Document text:
## begin

The bad news is that the rule of law doesn't necessarily apply in the Supreme Court.

NEW YORK, NY - APRIL 3: Signs sit behind the podium before the start of a press conference to announce a multi-state lawsuit to block the Trump administration from adding a question about citizenship to the 2020 Census form. (Photo by Drew Angerer/Getty Images)
NEW YORK, NY - APRIL 3: Signs sit behind the podium before the start of a press conference to announce a multi-state lawsuit to block the Trump administration from adding a question about citizenship to the 2020 Census form. (Photo by Drew Angerer/Getty Images)

In what was almost certainly an effort to discourage participation from immigrant communities, Commerce Secretary Wilbur Ross announced last year that he would add a question to the 2020 Census questionnaire asking if each person in the United States is a citizen — a question that the Census has not asked since the Jim Crow era.

On Tuesday, a federal district court held that this citizenship question must be removed from the Census form. The case is New York v. United States Department of Commerce.

The Trump administration was discouraged from including this question by an array of census experts from both political parties — including top officials from the Reagan and Bush I administrations — who concluded that it “could seriously jeopardize the accuracy of the census,” because “people who are undocumented immigrants may either avoid the census altogether or deliberately misreport themselves as legal residents.”

The administration’s own Census Bureau warned that adding such a question “is very costly, harms the quality of the census count, and would use substantially less accurate citizenship status data than are available from administrative sources.”

Advertisement

Secretary Ross ignored this advice and included the question anyway. And as Judge Jesse Furman lays out in a 277-page opinion striking down the citizenship question, the Trump administration then went to embarrassing lengths to find someone — anyone — who would defend their attempt to rig the Census.

At one point, for example, a Trump administration official emailed the American Enterprise Institute (AEI), a conservative think tank, asking if someone at AEI “can speak to the pros of adding such a question.” The same day, a senior AEI employee responded that “none of my colleagues at AEI would speak favorably about the proposal.”

## end

Dataset content:
## begin

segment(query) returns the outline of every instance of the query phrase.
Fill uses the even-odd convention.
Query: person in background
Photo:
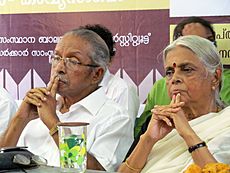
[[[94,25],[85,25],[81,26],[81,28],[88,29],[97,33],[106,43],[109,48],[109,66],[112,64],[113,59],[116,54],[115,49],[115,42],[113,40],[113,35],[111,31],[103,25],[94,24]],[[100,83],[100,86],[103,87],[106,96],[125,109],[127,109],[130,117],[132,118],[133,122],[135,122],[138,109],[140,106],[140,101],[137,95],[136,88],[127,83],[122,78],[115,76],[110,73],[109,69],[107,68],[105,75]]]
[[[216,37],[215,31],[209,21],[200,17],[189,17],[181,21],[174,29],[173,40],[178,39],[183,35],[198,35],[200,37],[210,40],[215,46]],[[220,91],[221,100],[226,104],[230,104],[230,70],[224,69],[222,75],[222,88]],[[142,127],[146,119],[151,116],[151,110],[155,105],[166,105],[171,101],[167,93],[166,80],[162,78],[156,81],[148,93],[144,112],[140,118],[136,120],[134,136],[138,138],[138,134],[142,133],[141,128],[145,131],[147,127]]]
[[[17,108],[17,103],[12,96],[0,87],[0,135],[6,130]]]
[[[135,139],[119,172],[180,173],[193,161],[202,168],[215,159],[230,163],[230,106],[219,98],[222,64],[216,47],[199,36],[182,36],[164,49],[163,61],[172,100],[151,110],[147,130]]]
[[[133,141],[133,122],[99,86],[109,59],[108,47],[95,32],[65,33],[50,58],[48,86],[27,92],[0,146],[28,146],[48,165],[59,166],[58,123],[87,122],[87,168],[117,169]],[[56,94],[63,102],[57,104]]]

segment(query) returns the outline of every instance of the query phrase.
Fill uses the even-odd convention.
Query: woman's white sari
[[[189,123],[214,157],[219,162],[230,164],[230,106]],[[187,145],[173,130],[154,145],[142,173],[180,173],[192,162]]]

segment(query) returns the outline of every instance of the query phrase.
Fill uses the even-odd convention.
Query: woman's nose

## end

Tasks to complete:
1. In the article on the census citizenship question, write out everything from "On Tuesday, a" down to "Department of Commerce.".
2. According to the article on the census citizenship question, is each of these statements true? (a) Before Ross's announcement, the Census had not asked about citizenship since the Jim Crow era. (b) Judge Jesse Furman's opinion striking down the question is 277 pages long. (c) A senior AEI employee replied that colleagues at AEI would speak in favor of the proposal.
3. Continue the article on the census citizenship question from its last sentence.

Answer list:
1.
On Tuesday, a federal district court held that this citizenship question must be removed from the Census form. The case is New York v. United States Department of Commerce.

2.
(a) Yes: "a question that the Census has not asked since the Jim Crow era."
(b) Yes: "in a 277-page opinion striking down the citizenship question"
(c) No: "none of my colleagues at AEI would speak favorably about the proposal."

3.
Judge Furman’s opinion presents Ross and his team as grossly incompetent. They seemed oblivious to their legal obligations, often appeared unaware of what their own advisers were telling them, and even appear to have outright lied about why they included the citizenship question.

Furman’s decision will almost certainly be reviewed by the Supreme Court, where the plaintiffs in this lawsuit still face an uphill battle. Three of the Court’s Republicans already tried to shut down Furman’s inquiry into the Census.

But Furman’s opinion is detailed, cautiously reasoned, and full of details that expose the political appointees who supported the citizenship question as rank incompetents. There is no guarantee that Furman’s opinion will survive contact with the Supreme Court — but Furman did his utmost to preemptively shame any judge who may try to reverse him.

Arbitrary and capricious

When federal agencies set policy, they must comply with a federal statute known as the Administrative Procedure Act (APA) — a law prohibiting agencies from taking “arbitrary” or “capricious” action. The APA does not simply require agencies to follow the law, but requires them to conduct a rigorous process that considers sound evidence and that is transparent about the agencies’ objectives.

Advertisement

As the Supreme Court held in Allentown Mack Sales & Service, Inc. v. NLRB, “not only must an agency’s decreed result be within the scope of its lawful authority, but the process by which it reaches that result must be logical and rational.”

Furman’s opinion explains that the Trump administration outright violated two federal laws when it added the citizenship question, and that the process it used to approve this question was a procedural trainwreck.

A provision of the Census Act, for example, requires the Census to “‘acquire and use information’ derived from administrative records ‘instead of conducting direct inquiries’ to the ‘maximum extent possible.’” Thus, the Census may not seek information through a questionnaire if it could obtain that information through government records. Yet when Census officials told Ross that existing government records would do a better job of identifying who is a citizen than a citizenship question on the Census, they were ignored.

Similarly, another provision of federal law requires “that the Secretary report to the  relevant congressional committees, at least three years before the ‘census date’ for a given census, all ‘subjects proposed to be included, and the types of information to be compiled.’” Yet Ross did not give Congress the required three years notice that he intended to include a citizenship question.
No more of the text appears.